- _Extract provided_
-- BEGIN --

The Python atspm project is inspired by UDOT ATSPM, which is a full-stack application for intersection-level visualization. This package focuses on aggregation and analytics, enabling a system-wide monitoring approach. Both projects are complementary and can be deployed together.
This project focuses only on transforming event logs into performance measures and troubleshooting data; it does not include data visualization. Feel free to submit feature requests or bug reports or to reach out with questions or comments. Contributions are welcome!
Table of Contents
- What Makes ATSPM Different?
- Features
- Installation
- Quick Start
- Usage Example
- Performance Measures
- Release Notes
- Future Plans
- Contributing
- License
Features
- Transforms event logs into aggregate performance measures and troubleshooting metrics
- Supports incremental processing for real-time data (ie. every 15 minutes)
- Runs locally using the powerful DuckDB analytical SQL engine.
- Output to user-defined folder structure and file format (csv/parquet/json), or query DuckDB tables directly
- Deployed in production by Oregon DOT since July 2024
Installation
pip install atspm
Or pinned to a specific version:
pip install atspm==2.x.x
atspm works on Python 3.10-3.12 and is tested on Ubuntu, Windows, and MacOS.
Quick Start
The best place to start is with these self-contained example uses in Colab!
Usage Example
The first step in running the tool is to define the parameters that will dictate how the data is processed. The parameters include global settings for input data, output formats, and options to select specific performance measures.

-- END --

- _Dataset content_
-- BEGIN --

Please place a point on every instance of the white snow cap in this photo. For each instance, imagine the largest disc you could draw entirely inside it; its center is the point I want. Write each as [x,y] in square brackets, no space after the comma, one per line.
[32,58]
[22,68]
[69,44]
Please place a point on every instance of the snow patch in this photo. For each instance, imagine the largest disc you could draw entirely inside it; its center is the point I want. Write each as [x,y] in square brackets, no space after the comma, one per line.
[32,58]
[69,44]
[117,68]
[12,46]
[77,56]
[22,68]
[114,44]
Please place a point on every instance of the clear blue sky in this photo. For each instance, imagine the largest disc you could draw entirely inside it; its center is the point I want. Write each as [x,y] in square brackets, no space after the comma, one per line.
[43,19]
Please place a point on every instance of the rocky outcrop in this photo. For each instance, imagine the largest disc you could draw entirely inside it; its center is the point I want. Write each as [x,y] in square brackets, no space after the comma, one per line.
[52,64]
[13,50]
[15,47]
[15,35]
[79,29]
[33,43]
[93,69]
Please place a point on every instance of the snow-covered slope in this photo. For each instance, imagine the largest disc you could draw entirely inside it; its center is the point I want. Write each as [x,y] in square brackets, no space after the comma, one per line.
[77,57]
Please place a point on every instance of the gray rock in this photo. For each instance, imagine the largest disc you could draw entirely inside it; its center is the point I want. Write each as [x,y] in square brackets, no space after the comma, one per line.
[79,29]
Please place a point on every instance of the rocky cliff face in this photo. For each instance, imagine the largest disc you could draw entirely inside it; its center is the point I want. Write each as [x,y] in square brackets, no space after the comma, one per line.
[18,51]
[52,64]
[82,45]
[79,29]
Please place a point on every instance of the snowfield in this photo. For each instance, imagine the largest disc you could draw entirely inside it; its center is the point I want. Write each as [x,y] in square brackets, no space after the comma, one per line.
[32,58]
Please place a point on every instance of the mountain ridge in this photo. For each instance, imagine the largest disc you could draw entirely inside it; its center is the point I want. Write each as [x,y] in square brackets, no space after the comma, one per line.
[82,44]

-- END --
-- BEGIN --

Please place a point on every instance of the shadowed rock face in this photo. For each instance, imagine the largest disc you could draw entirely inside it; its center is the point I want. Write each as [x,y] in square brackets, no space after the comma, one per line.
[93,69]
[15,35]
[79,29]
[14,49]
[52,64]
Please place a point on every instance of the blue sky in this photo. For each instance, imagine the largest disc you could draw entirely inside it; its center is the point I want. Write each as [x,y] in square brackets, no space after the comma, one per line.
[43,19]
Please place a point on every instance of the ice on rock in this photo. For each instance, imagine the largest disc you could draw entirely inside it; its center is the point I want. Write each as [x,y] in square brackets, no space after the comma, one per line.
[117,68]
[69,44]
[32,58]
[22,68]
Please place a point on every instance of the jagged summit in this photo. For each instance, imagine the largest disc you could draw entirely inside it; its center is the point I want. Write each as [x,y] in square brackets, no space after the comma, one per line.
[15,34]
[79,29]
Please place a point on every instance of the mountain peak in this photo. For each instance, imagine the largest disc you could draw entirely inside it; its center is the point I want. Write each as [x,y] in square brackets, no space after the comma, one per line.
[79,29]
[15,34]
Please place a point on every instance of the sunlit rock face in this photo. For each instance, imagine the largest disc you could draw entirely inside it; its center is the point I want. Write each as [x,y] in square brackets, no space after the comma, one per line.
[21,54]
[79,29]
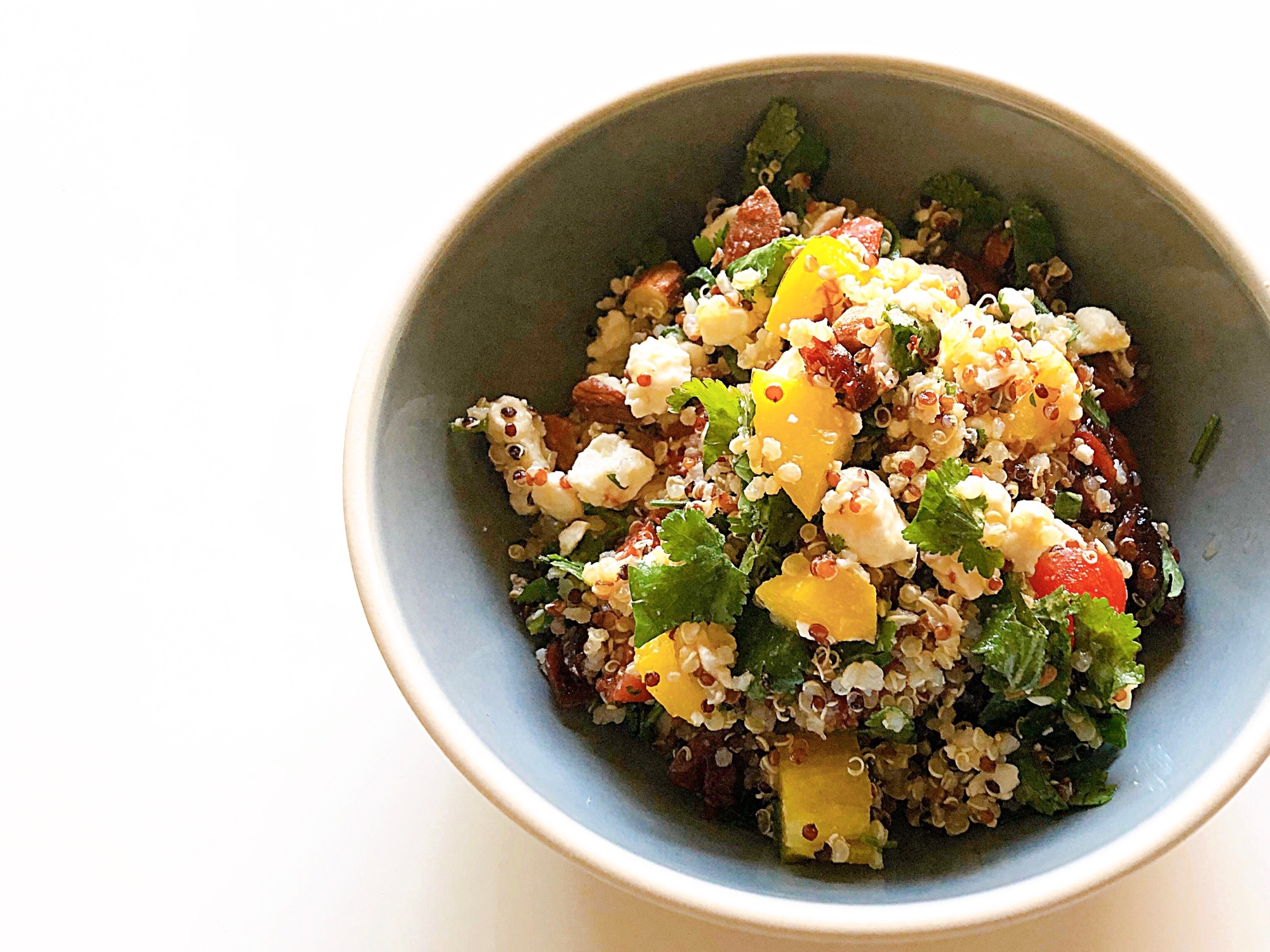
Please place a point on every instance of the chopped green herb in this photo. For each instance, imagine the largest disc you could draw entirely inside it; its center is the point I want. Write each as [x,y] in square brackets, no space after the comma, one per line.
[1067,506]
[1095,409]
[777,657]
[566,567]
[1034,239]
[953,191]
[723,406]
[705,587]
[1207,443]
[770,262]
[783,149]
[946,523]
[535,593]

-- END --
-- BEGIN --

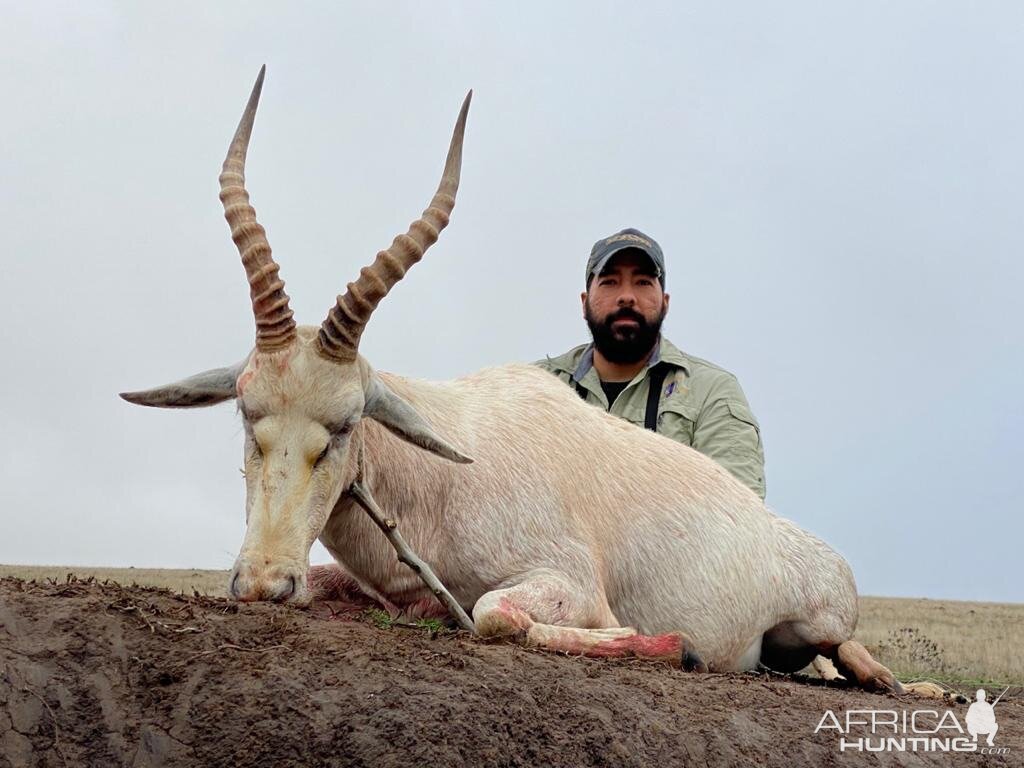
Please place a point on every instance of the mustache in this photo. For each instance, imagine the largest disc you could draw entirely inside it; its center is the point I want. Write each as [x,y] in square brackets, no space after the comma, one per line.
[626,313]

-- END --

- _Work required_
Carry on the atspm package overview from its last sentence.

- _Answer to the exercise_
Exhaustive Parameter List
from atspm import SignalDataProcessor, sample_data
params = {
# --- Global Settings ---
'raw_data': sample_data.data, # Path (CSV/Parquet/JSON) or Pandas DataFrame
'detector_config': sample_data.config, # Path (CSV/Parquet/JSON) or Pandas DataFrame
'bin_size': 15, # Aggregation interval in minutes
'output_dir': 'test_folder', # Directory to save results
'output_format': 'csv', # 'csv', 'parquet', or 'json'
'output_file_prefix': 'run1_', # Optional prefix for output files
'output_to_separate_folders': True, # Save each measure in its own subfolder
'remove_incomplete': True, # Remove bins with insufficient data (requires 'has_data' agg)
'verbose': 1, # 0: Errors only, 1: Performance, 2: Debug
'to_sql': False, # If True, returns SQL strings instead of executing
'controller_type': 'maxtime', # Global: '' (default) or 'maxtime' (case-insensitive)
# When 'maxtime': phase_wait uses ActualCycleLength
# When not 'maxtime': splits & coordination are skipped
# --- Incremental Processing Settings ---
'unmatched_event_settings': {
'df_or_path': 'unmatched.csv', # Track unmatched timeline events
'split_fail_df_or_path': 'sf_unmatched.csv', # Track unmatched split failures
'max_days_old': 7 # Max age for tracking unmatched events
},
# --- Performance Measures (Aggregations) ---
'aggregations': [
{
'name': 'has_data',
'params': {
'no_data_min': 5, # Min minutes of data required per bin
'min_data_points': 3 # Min events required per sub-bin
}
},
{
'name': 'actuations',
'params': {
'fill_in_missing': True, # Zero-fill missing detector intervals
'known_detectors_df_or_path': 'known_detectors.csv', # For zero-filling
'known_detectors_max_days_old': 2
}
},
{
'name': 'arrival_on_green',
'params': {
'latency_offset_seconds': 0 # Adjust for detector-to-controller latency
}
},
{
'name': 'split_failures',
'params': {
'red_time': 5, # Min red time to consider a split failure
'red_occupancy_threshold': 0.80,
'green_occupancy_threshold': 0.80,
'by_approach': True # Aggregate by approach instead of detector
}
},
{
'name': 'yellow_red',
'params': {
'latency_offset_seconds': 0
}
},
{
'name': 'timeline',
'params': {
'maxtime': True, # Include MAXTIME-specific events
'min_duration': 1, # Filter out events shorter than n seconds
'cushion_time': 1, # Padding for instant events (seconds)
'live': False # If True, keep incomplete events as IsValid=False with common EndTime. This is for troubleshooting.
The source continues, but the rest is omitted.